● **The exercise**
Please collect each line below that contains the word "every" and copy it out unchanged, treating uppercase and lowercase as different.

**** Data for this exercise ****

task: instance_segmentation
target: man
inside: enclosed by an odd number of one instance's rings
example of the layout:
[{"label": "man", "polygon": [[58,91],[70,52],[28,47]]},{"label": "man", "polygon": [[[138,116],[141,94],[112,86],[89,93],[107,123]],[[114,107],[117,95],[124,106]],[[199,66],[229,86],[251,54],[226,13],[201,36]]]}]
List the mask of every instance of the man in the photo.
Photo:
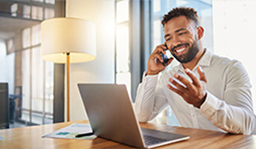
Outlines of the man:
[{"label": "man", "polygon": [[[197,12],[176,8],[164,16],[166,47],[155,48],[137,89],[136,112],[148,122],[170,106],[182,127],[249,135],[254,128],[251,83],[241,62],[204,50]],[[166,66],[166,48],[180,65]],[[169,65],[173,58],[169,59]]]}]

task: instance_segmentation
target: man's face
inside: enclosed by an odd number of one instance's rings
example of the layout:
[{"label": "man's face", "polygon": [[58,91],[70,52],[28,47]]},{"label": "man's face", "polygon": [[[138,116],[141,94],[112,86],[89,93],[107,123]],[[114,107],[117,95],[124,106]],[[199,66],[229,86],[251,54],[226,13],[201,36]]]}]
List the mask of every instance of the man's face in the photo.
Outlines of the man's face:
[{"label": "man's face", "polygon": [[191,61],[199,51],[197,30],[193,20],[178,16],[166,23],[164,30],[172,54],[181,63]]}]

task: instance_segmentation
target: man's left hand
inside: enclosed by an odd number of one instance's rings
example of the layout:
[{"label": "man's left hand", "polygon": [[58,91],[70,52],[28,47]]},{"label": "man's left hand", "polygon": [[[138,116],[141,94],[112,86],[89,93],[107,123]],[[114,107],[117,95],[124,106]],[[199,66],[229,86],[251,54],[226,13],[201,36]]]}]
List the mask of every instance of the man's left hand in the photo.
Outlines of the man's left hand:
[{"label": "man's left hand", "polygon": [[168,84],[167,87],[175,93],[181,95],[186,102],[192,104],[194,106],[200,108],[207,98],[207,77],[202,69],[198,66],[197,72],[200,75],[198,79],[189,69],[185,70],[186,74],[191,78],[192,82],[184,77],[175,74],[174,77],[180,81],[183,85],[180,84],[172,77],[169,81],[176,87]]}]

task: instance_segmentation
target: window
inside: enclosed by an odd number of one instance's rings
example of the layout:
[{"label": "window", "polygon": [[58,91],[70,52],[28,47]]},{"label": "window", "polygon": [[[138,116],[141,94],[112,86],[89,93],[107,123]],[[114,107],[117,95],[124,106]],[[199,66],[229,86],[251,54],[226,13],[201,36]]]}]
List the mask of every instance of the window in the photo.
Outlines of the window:
[{"label": "window", "polygon": [[116,3],[116,83],[126,85],[131,95],[129,0]]}]

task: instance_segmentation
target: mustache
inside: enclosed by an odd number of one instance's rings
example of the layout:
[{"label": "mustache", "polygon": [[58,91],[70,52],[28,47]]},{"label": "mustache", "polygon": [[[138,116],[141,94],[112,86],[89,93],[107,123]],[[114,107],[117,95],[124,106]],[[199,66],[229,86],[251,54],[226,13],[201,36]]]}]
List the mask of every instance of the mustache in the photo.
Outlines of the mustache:
[{"label": "mustache", "polygon": [[173,47],[173,48],[172,49],[172,51],[174,52],[175,49],[179,48],[179,47],[182,47],[182,46],[184,46],[184,45],[185,45],[185,46],[189,46],[189,43],[178,44],[178,45]]}]

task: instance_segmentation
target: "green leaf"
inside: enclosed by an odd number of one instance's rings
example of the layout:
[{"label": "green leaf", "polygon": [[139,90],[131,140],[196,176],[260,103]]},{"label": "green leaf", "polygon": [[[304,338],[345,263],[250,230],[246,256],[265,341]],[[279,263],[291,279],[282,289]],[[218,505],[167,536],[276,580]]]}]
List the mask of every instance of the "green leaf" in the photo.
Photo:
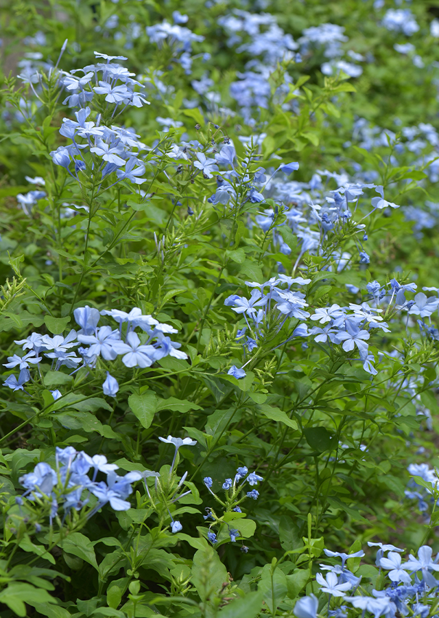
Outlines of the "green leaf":
[{"label": "green leaf", "polygon": [[297,246],[297,236],[293,233],[289,226],[279,225],[276,228],[276,231],[281,234],[283,242],[288,245],[290,249],[294,251]]},{"label": "green leaf", "polygon": [[182,109],[182,112],[185,116],[189,116],[189,118],[193,118],[198,124],[203,125],[204,124],[203,115],[198,107],[193,107],[192,109]]},{"label": "green leaf", "polygon": [[73,380],[73,378],[71,376],[63,374],[62,371],[47,371],[44,376],[44,384],[48,389],[63,386],[65,384],[69,384]]},{"label": "green leaf", "polygon": [[212,591],[217,592],[224,582],[228,581],[225,565],[210,545],[195,551],[191,573],[192,583],[203,602],[211,595]]},{"label": "green leaf", "polygon": [[19,546],[23,551],[28,551],[29,553],[36,553],[36,556],[43,558],[45,560],[51,562],[52,564],[55,564],[55,558],[50,551],[47,551],[47,548],[45,547],[44,545],[36,545],[33,543],[27,535],[21,539]]},{"label": "green leaf", "polygon": [[49,603],[36,603],[35,609],[45,618],[71,618],[71,614],[63,607]]},{"label": "green leaf", "polygon": [[161,410],[170,410],[171,412],[180,412],[182,414],[185,414],[189,410],[202,410],[202,408],[187,399],[169,397],[167,399],[158,400],[156,411],[160,412]]},{"label": "green leaf", "polygon": [[283,515],[279,520],[279,539],[282,549],[285,551],[298,549],[303,547],[303,541],[299,536],[298,526],[292,517]]},{"label": "green leaf", "polygon": [[47,330],[53,334],[62,334],[69,321],[69,316],[64,318],[54,318],[51,315],[44,317],[44,323],[47,327]]},{"label": "green leaf", "polygon": [[287,413],[279,408],[274,408],[269,404],[262,404],[258,406],[258,410],[262,412],[267,418],[271,418],[277,423],[283,423],[284,425],[287,425],[292,429],[297,429],[298,425],[296,421],[289,418]]},{"label": "green leaf", "polygon": [[265,564],[262,569],[261,581],[258,584],[258,591],[261,592],[263,600],[273,615],[276,608],[283,601],[288,592],[287,577],[283,571],[276,569],[272,573],[272,565]]},{"label": "green leaf", "polygon": [[304,433],[307,442],[317,453],[324,453],[333,448],[333,437],[326,427],[309,427]]},{"label": "green leaf", "polygon": [[142,427],[147,429],[157,409],[157,398],[154,391],[147,391],[142,395],[130,395],[128,404]]},{"label": "green leaf", "polygon": [[58,545],[67,553],[82,558],[97,571],[95,548],[91,541],[84,534],[80,532],[71,532]]},{"label": "green leaf", "polygon": [[265,279],[263,279],[262,271],[261,266],[258,266],[254,262],[247,260],[239,269],[239,274],[244,275],[244,277],[250,282],[256,282],[261,283]]},{"label": "green leaf", "polygon": [[112,609],[117,609],[122,599],[122,593],[119,586],[110,586],[107,590],[107,604]]},{"label": "green leaf", "polygon": [[232,262],[235,262],[237,264],[243,264],[246,260],[246,254],[242,248],[227,251],[226,255]]},{"label": "green leaf", "polygon": [[307,569],[300,569],[295,571],[292,575],[287,575],[287,587],[288,596],[290,599],[295,599],[298,596],[308,582],[309,579],[309,571]]},{"label": "green leaf", "polygon": [[221,610],[218,614],[221,618],[256,618],[261,610],[263,593],[250,593],[243,599],[233,601]]}]

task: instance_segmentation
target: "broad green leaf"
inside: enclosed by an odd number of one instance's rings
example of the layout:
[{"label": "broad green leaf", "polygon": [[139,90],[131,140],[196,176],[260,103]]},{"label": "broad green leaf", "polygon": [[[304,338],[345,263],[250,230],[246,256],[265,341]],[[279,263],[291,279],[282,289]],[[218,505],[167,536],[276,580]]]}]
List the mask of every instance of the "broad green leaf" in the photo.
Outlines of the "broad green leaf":
[{"label": "broad green leaf", "polygon": [[326,427],[309,427],[305,430],[305,437],[317,453],[324,453],[334,446],[334,439]]},{"label": "broad green leaf", "polygon": [[218,618],[256,618],[261,610],[263,597],[261,591],[250,593],[226,605],[220,611]]},{"label": "broad green leaf", "polygon": [[307,585],[309,579],[309,571],[307,569],[300,569],[292,575],[287,575],[287,587],[290,599],[295,599],[298,596],[299,593]]},{"label": "broad green leaf", "polygon": [[283,423],[284,425],[287,425],[292,429],[297,429],[298,426],[296,421],[292,418],[289,418],[283,410],[274,408],[269,404],[261,404],[258,406],[258,410],[260,410],[267,418],[270,418],[278,423]]},{"label": "broad green leaf", "polygon": [[299,536],[299,529],[293,521],[292,516],[283,515],[279,520],[279,539],[282,549],[285,551],[297,549],[303,546],[303,541]]},{"label": "broad green leaf", "polygon": [[287,577],[280,569],[276,569],[272,573],[272,565],[265,564],[262,569],[261,581],[258,584],[258,592],[261,592],[263,600],[273,615],[276,608],[282,603],[288,592]]},{"label": "broad green leaf", "polygon": [[192,583],[202,601],[228,581],[227,569],[211,545],[195,551],[191,572]]},{"label": "broad green leaf", "polygon": [[67,553],[82,558],[97,571],[95,548],[91,541],[81,532],[71,532],[58,545]]},{"label": "broad green leaf", "polygon": [[130,395],[128,404],[142,427],[147,429],[157,409],[157,397],[154,391],[147,391],[141,395]]}]

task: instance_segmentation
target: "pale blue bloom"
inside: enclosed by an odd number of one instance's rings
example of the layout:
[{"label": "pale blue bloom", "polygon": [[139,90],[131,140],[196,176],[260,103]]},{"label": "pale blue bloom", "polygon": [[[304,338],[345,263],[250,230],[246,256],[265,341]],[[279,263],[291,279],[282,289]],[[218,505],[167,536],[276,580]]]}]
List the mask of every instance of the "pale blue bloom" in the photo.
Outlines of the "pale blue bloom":
[{"label": "pale blue bloom", "polygon": [[346,322],[346,332],[342,331],[337,333],[337,338],[342,341],[343,350],[345,352],[350,352],[354,349],[354,345],[359,350],[367,350],[368,345],[365,343],[366,340],[370,336],[367,330],[360,330],[359,328],[353,328],[348,322]]},{"label": "pale blue bloom", "polygon": [[230,540],[232,541],[233,543],[234,543],[237,539],[237,537],[239,536],[239,531],[232,529],[232,530],[228,531],[228,534],[230,534]]},{"label": "pale blue bloom", "polygon": [[176,448],[180,448],[180,446],[195,446],[197,444],[196,440],[193,440],[190,437],[176,438],[171,435],[168,435],[167,438],[159,437],[158,439],[167,444],[174,444]]},{"label": "pale blue bloom", "polygon": [[40,356],[36,356],[34,350],[27,352],[24,356],[19,356],[18,354],[14,354],[13,356],[8,357],[8,363],[3,363],[3,366],[8,369],[12,369],[19,365],[20,369],[28,369],[29,363],[36,365],[41,360]]},{"label": "pale blue bloom", "polygon": [[260,477],[259,474],[257,474],[256,472],[250,472],[250,474],[247,477],[246,480],[250,485],[257,485],[259,481],[263,481],[262,477]]},{"label": "pale blue bloom", "polygon": [[298,170],[298,168],[299,164],[296,162],[292,162],[289,163],[283,163],[281,165],[279,165],[278,170],[281,170],[285,174],[291,174],[292,172],[295,172],[296,170]]},{"label": "pale blue bloom", "polygon": [[65,146],[60,146],[56,150],[52,150],[50,156],[56,165],[68,168],[70,165],[70,154]]},{"label": "pale blue bloom", "polygon": [[339,584],[338,577],[332,571],[327,575],[326,579],[321,573],[318,573],[316,579],[320,586],[320,590],[329,595],[332,595],[333,597],[345,597],[344,593],[352,588],[352,584],[349,582]]},{"label": "pale blue bloom", "polygon": [[29,373],[29,369],[23,369],[20,371],[18,380],[15,376],[9,376],[9,377],[3,382],[3,385],[9,387],[9,388],[12,389],[14,391],[24,391],[23,385],[27,382],[29,382],[29,380],[30,374]]},{"label": "pale blue bloom", "polygon": [[409,561],[403,565],[403,569],[412,573],[417,573],[420,571],[423,578],[427,586],[434,588],[438,585],[436,580],[431,573],[431,571],[439,571],[439,564],[431,560],[433,550],[428,545],[423,545],[418,551],[418,558],[414,556],[409,556]]},{"label": "pale blue bloom", "polygon": [[231,165],[233,167],[233,161],[236,157],[236,150],[231,144],[226,144],[222,147],[220,152],[215,155],[216,162],[220,165]]},{"label": "pale blue bloom", "polygon": [[78,307],[73,311],[75,321],[81,327],[78,334],[91,334],[95,332],[99,321],[99,313],[97,309],[89,307]]},{"label": "pale blue bloom", "polygon": [[180,523],[179,521],[177,521],[176,520],[175,521],[172,522],[172,524],[171,525],[171,529],[173,534],[175,534],[176,532],[180,532],[180,530],[182,530],[183,527],[182,526],[182,525]]},{"label": "pale blue bloom", "polygon": [[238,468],[237,470],[237,473],[235,475],[235,482],[237,481],[240,481],[241,479],[244,479],[244,477],[247,475],[248,473],[248,469],[246,466],[244,466],[242,468]]},{"label": "pale blue bloom", "polygon": [[259,492],[257,490],[252,490],[251,492],[247,492],[247,497],[252,498],[253,500],[257,500]]},{"label": "pale blue bloom", "polygon": [[[134,165],[138,165],[137,168]],[[126,162],[125,170],[117,170],[116,176],[119,180],[128,180],[137,185],[146,182],[145,178],[139,178],[145,173],[145,165],[135,157],[131,157]]]},{"label": "pale blue bloom", "polygon": [[156,360],[155,348],[141,344],[139,335],[133,331],[127,334],[126,343],[115,339],[112,346],[117,354],[123,354],[122,363],[126,367],[151,367]]},{"label": "pale blue bloom", "polygon": [[389,551],[387,558],[381,558],[379,566],[389,571],[388,575],[392,582],[412,583],[410,575],[401,566],[401,557],[396,551]]},{"label": "pale blue bloom", "polygon": [[214,545],[215,543],[218,542],[218,539],[217,538],[217,536],[214,532],[210,532],[210,531],[208,532],[207,538],[210,540],[210,542],[212,543],[213,545]]},{"label": "pale blue bloom", "polygon": [[241,378],[245,378],[247,375],[247,374],[243,369],[239,369],[235,365],[233,365],[231,366],[231,367],[227,371],[227,374],[228,376],[233,376],[234,378],[236,378],[237,380],[239,380]]},{"label": "pale blue bloom", "polygon": [[90,345],[88,355],[99,356],[102,354],[106,360],[114,360],[117,356],[113,343],[119,341],[120,336],[119,331],[112,330],[110,326],[101,326],[97,330],[96,334],[78,334],[78,340]]}]

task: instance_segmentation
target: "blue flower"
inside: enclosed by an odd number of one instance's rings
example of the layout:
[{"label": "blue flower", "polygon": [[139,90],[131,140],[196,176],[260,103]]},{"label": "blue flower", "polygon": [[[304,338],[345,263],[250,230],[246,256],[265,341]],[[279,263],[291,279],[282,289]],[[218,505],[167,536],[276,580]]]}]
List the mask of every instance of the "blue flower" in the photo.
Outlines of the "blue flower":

****

● **Full output**
List the mask of every instance of the man in the photo.
List the mask of every instance of the man's face in the photo.
List the mask of every instance of the man's left hand in the photo.
List the mask of every instance of the window in the photo.
List the mask of every instance of the mustache in the photo.
List the mask of every instance of the "green leaf" in the photo.
List the mask of every instance of the "broad green leaf" in the photo.
List the mask of every instance of the "pale blue bloom" in the photo.
List the mask of every instance of the "blue flower" in the photo.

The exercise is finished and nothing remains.